_INSTRUÇÕES_.
Com base na entrevista sobre a Venezuela, responda:
(a) Por que cidades passou o périplo do ministro?
(b) Que instrumento é apontado para ganhar mercados para as exportações venezuelanas?
(c) Que princípios da Revolução Bolivariana são enumerados?

_TEXTO DE ORIGEM_.
Em visita oficial a diversos países que incluiu uma passagem por Portugal, o ministro do Comércio Exterior e Investimento Internacional da República Bolivariana da Venezuela falou com o Avante! sobre a situação política e económica naquele país, sublinhando a dura batalha que o povo e a direcção revolucionária estão a travar para manter o caminho do progresso social, independência e soberania nacionais.
Qual é o objectivo da sua visita à Europa e a Portugal em particular?
Na Venezuela iniciámos um processo de reformas económicas com o objectivo de responder aos embates da actual crise. Nesse sentido, apontamos a diplomacia económica como instrumento para ganhar mercados para as nossas exportações, e, simultaneamente, atrair empresas que queiram investir no nosso país.
O périplo começou em Berlim, passou por Paris e finaliza aqui em Lisboa com o propósito de dar um impulso maior às nossas potencialidades não tradicionais, isto é, as não petrolíferas. Por outro lado, procurámos também apresentar a realidade do nosso país, afectado por uma guerra económica e mediática, ao mundo político e empresarial.
A necessidade de superar a crise económica reclama um enorme esforço por parte do povo venezuelano, dos dirigentes políticos e do governo bolivariano. Estamos, por isso, a trabalhar em diferentes frentes, considerando que é fundamental a incorporação de investimento estrangeiro para que possamos desenvolver as nossas forças produtivas, sem com isso colocar em causa os princípios da Revolução Bolivariana – justiça e inclusão social, soberania nacional, progresso económico.

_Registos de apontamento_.

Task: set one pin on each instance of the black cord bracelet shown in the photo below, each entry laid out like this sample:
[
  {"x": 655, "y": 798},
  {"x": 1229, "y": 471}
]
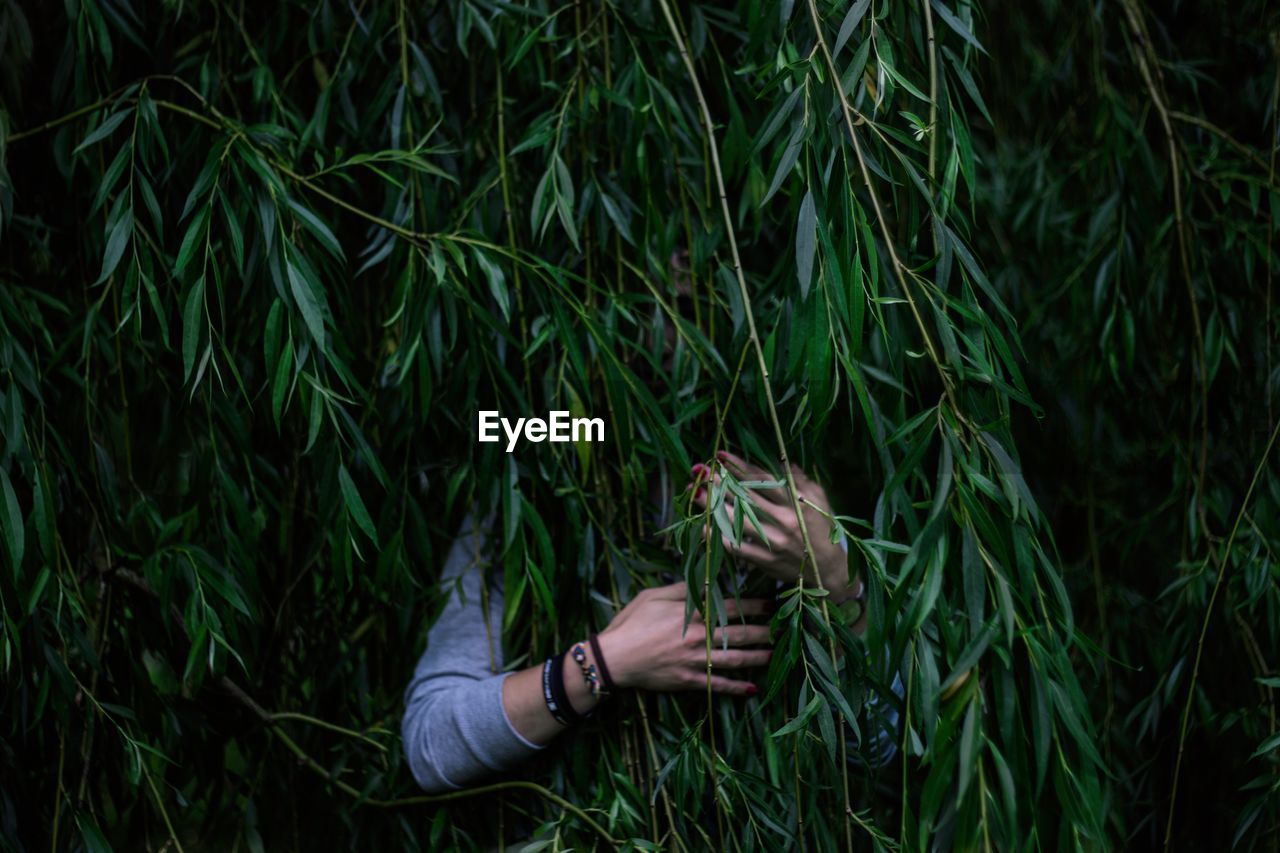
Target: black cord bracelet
[
  {"x": 556, "y": 696},
  {"x": 551, "y": 674}
]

_RESPOSTA_.
(a) Berlim, Paris e Lisboa.
(b) A diplomacia económica.
(c) Justiça e inclusão social, soberania nacional e progresso económico.